▶ [REQUIREMENT]: Reproduce all of the data word for word.
%%
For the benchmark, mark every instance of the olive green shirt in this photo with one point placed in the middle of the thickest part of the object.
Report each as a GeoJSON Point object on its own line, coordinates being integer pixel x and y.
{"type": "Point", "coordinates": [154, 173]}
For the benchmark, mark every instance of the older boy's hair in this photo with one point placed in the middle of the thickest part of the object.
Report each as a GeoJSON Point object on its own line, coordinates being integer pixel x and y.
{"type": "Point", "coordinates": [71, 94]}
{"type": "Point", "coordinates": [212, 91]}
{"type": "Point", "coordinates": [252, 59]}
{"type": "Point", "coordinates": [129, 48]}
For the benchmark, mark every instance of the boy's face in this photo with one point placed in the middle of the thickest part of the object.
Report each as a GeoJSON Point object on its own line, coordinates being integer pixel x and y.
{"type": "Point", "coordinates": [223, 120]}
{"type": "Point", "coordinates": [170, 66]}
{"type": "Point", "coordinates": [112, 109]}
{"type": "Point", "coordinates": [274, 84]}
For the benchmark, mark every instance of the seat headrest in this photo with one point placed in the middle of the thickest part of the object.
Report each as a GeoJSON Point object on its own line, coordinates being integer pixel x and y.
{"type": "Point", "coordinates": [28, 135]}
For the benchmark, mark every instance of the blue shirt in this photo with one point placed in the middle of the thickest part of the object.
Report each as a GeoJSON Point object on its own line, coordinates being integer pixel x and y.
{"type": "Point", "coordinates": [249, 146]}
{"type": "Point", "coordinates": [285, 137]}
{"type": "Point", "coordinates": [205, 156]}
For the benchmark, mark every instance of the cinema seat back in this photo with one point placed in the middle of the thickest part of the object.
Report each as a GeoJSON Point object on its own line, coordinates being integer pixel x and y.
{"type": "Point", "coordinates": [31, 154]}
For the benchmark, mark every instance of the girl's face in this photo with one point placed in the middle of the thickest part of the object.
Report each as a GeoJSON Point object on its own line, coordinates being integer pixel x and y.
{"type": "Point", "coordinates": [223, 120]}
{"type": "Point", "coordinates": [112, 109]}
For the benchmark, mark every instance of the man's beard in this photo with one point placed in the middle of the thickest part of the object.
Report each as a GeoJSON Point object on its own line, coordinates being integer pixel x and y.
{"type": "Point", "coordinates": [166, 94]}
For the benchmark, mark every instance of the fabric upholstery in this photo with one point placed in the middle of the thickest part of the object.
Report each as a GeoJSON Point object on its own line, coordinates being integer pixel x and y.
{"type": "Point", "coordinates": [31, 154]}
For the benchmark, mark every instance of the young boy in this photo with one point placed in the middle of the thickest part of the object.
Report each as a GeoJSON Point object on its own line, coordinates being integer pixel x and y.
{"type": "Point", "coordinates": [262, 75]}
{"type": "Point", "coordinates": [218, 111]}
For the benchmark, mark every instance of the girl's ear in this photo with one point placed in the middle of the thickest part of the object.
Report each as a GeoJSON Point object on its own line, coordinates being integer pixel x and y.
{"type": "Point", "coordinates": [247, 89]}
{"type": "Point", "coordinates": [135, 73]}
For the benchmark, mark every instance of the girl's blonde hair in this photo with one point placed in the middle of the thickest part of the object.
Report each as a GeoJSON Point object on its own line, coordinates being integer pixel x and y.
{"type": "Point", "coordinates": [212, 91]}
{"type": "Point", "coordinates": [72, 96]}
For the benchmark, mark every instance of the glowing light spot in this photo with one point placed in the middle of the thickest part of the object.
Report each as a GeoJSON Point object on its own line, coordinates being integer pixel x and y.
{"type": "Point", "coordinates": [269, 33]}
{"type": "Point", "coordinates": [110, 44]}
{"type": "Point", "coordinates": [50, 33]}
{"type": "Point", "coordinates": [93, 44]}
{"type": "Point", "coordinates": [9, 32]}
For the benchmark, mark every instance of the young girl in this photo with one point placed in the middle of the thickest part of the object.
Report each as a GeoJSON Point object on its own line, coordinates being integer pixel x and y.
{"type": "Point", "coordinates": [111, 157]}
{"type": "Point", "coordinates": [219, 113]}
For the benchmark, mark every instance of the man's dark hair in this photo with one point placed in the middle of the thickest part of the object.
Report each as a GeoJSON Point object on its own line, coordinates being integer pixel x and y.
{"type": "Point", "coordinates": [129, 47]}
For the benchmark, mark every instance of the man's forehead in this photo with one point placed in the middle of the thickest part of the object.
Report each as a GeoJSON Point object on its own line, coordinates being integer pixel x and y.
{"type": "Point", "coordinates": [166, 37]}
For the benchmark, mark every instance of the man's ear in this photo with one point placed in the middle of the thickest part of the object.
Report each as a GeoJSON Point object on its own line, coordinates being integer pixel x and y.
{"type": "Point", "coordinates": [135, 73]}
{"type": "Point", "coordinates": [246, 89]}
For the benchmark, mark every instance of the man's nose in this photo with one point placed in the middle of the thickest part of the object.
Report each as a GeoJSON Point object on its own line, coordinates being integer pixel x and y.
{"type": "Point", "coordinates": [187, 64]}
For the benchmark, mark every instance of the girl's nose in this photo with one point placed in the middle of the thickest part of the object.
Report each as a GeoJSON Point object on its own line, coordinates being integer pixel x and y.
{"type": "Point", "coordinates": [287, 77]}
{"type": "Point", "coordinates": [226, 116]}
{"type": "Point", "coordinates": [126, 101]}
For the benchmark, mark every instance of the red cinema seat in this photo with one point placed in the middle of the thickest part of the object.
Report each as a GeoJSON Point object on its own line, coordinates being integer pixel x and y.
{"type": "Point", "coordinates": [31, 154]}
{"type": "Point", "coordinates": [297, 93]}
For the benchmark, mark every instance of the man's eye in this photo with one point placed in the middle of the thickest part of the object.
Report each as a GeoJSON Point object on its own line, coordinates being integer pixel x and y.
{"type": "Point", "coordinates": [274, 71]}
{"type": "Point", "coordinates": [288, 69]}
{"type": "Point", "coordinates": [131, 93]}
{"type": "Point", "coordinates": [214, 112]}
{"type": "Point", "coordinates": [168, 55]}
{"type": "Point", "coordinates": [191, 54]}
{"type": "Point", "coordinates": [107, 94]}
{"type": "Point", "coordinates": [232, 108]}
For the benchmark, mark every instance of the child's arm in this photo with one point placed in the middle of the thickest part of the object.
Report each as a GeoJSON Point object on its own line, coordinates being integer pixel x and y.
%%
▶ [RESULT]:
For the benchmark, mark every instance of the olive green shirt in this photo with one point placed in the middle of the thickest part of the object.
Report each as a GeoJSON Point object on its own line, coordinates being integer pixel x and y.
{"type": "Point", "coordinates": [154, 173]}
For the benchmark, mark every instance of the older boy's hair in this photo with one point placed in the middle of the thickest part of the object.
Report each as a GeoJSON Point object on its own line, coordinates being integer pixel x and y.
{"type": "Point", "coordinates": [71, 94]}
{"type": "Point", "coordinates": [212, 91]}
{"type": "Point", "coordinates": [252, 59]}
{"type": "Point", "coordinates": [129, 48]}
For the benchmark, mark every instance of the boy's face in this photo with one point placed in the middle of the thickest part of the object.
Report each as a GeoJSON Point object on its own line, coordinates being integer pixel x and y.
{"type": "Point", "coordinates": [223, 120]}
{"type": "Point", "coordinates": [170, 66]}
{"type": "Point", "coordinates": [112, 109]}
{"type": "Point", "coordinates": [274, 84]}
For the benchmark, mark every instance of the seat headrest in this photo with one point placed in the middle of the thickest part of the object.
Report each as a GeoJSON Point object on its own line, coordinates being integer pixel x and y.
{"type": "Point", "coordinates": [28, 135]}
For the benchmark, mark every instance of the blue shirt in this photo with one point placed in the middle of the thickest part of the object.
Report each as a GeoJSON Point object on its own line, coordinates being integer pixel x and y.
{"type": "Point", "coordinates": [249, 146]}
{"type": "Point", "coordinates": [285, 137]}
{"type": "Point", "coordinates": [205, 156]}
For the benchmark, mark every instance of the cinema seat back in this photo with one point placed in the middle of the thickest part of the object.
Report each as a GeoJSON Point object on its own line, coordinates being integer pixel x and y.
{"type": "Point", "coordinates": [31, 154]}
For the benchmark, mark every instance of the girl's face in this photo with one point placed in the middle of the thickest part of the object.
Report each as a GeoJSON Point object on its own line, coordinates being integer pixel x and y.
{"type": "Point", "coordinates": [223, 120]}
{"type": "Point", "coordinates": [112, 109]}
For the benchmark, mark every instance of the man's beard in this photo with one point placed in the middle of the thickest part of the object.
Report each as a GeoJSON Point object on its own line, coordinates being integer pixel x and y.
{"type": "Point", "coordinates": [166, 94]}
For the benchmark, mark every instance of the fabric upholstery in this photo with one point placed in the middle of the thickest part of the object.
Report each as a GeoJSON Point object on its own line, coordinates being integer pixel x and y.
{"type": "Point", "coordinates": [31, 154]}
For the benchmark, mark every instance of the young boy in this photo with one point placed in the middle of the thickest part of the object.
Report each as a GeoJSON Point object on its own line, coordinates being integer pixel x and y.
{"type": "Point", "coordinates": [262, 75]}
{"type": "Point", "coordinates": [218, 111]}
For the benchmark, mark every instance of the girl's ear in this photo with one point placed in the middle of the thickest part of the object.
Report each as a GeoJSON Point object on its own line, coordinates being integer pixel x and y.
{"type": "Point", "coordinates": [247, 89]}
{"type": "Point", "coordinates": [135, 73]}
For the benchmark, mark every instance of the girl's blonde hair in this photo with one point placed in the middle of the thickest part of the object.
Report each as a GeoJSON Point object on its own line, coordinates being integer pixel x and y.
{"type": "Point", "coordinates": [212, 91]}
{"type": "Point", "coordinates": [72, 96]}
For the benchmark, mark every instance of the glowing light spot in this photo with one point placed in the middle of the thickest part of the object.
Report each as a GeoJSON Point object on its own line, coordinates being integer pixel x and y.
{"type": "Point", "coordinates": [269, 33]}
{"type": "Point", "coordinates": [110, 44]}
{"type": "Point", "coordinates": [50, 33]}
{"type": "Point", "coordinates": [93, 44]}
{"type": "Point", "coordinates": [9, 32]}
For the benchmark, mark every instance of the young girl in this photo with one point placed in the middle of the thickest part of the object.
Report each as a GeoJSON Point object on its own line, coordinates being integer pixel x and y.
{"type": "Point", "coordinates": [111, 157]}
{"type": "Point", "coordinates": [219, 113]}
For the benchmark, mark every instance of the man's dark hair in this photo with one point placed in the middle of the thickest part of the object.
Report each as a GeoJSON Point object on its own line, coordinates being integer pixel x and y.
{"type": "Point", "coordinates": [129, 47]}
For the benchmark, mark every instance of the man's forehead in this photo with one point placed in the middle of the thickest part of the object.
Report each as a GeoJSON Point object on its own line, coordinates being integer pixel x and y.
{"type": "Point", "coordinates": [166, 37]}
For the benchmark, mark every instance of the man's ear in this photo with one point placed in the middle of the thickest part of the object.
Report each as a GeoJSON Point object on its own line, coordinates being integer pixel x and y.
{"type": "Point", "coordinates": [135, 73]}
{"type": "Point", "coordinates": [246, 89]}
For the benchmark, mark every instance of the man's nose in this photo with one point placed in the middle of the thickest part of the object.
Report each as a GeoJSON Point object on its own line, coordinates being integer pixel x and y.
{"type": "Point", "coordinates": [187, 64]}
For the benchmark, mark every instance of the girl's nose in this photo with one point placed in the middle of the thickest part of the object.
Report each as a GeoJSON Point object on its own line, coordinates being integer pixel x and y.
{"type": "Point", "coordinates": [287, 77]}
{"type": "Point", "coordinates": [226, 116]}
{"type": "Point", "coordinates": [126, 101]}
For the benchmark, mark every instance of the red cinema seat in this photo with one point placed in the middle of the thickest part of the object.
Report each as a GeoJSON Point object on its own line, coordinates being integer pixel x and y.
{"type": "Point", "coordinates": [31, 154]}
{"type": "Point", "coordinates": [297, 93]}
For the benchmark, mark every instance of the man's eye in this photo with one point placed in the middle of the thickest part of the object.
Report each as a GeoJSON Point object on its own line, coordinates being integer pixel x and y.
{"type": "Point", "coordinates": [274, 71]}
{"type": "Point", "coordinates": [288, 69]}
{"type": "Point", "coordinates": [131, 93]}
{"type": "Point", "coordinates": [214, 112]}
{"type": "Point", "coordinates": [168, 55]}
{"type": "Point", "coordinates": [191, 54]}
{"type": "Point", "coordinates": [107, 94]}
{"type": "Point", "coordinates": [232, 108]}
For the benchmark, mark every instance of the child's arm in this photo with one point placed in the middle of the thickest part of the object.
Report each as a GeoJSON Point object on its own line, coordinates being integer pixel x and y.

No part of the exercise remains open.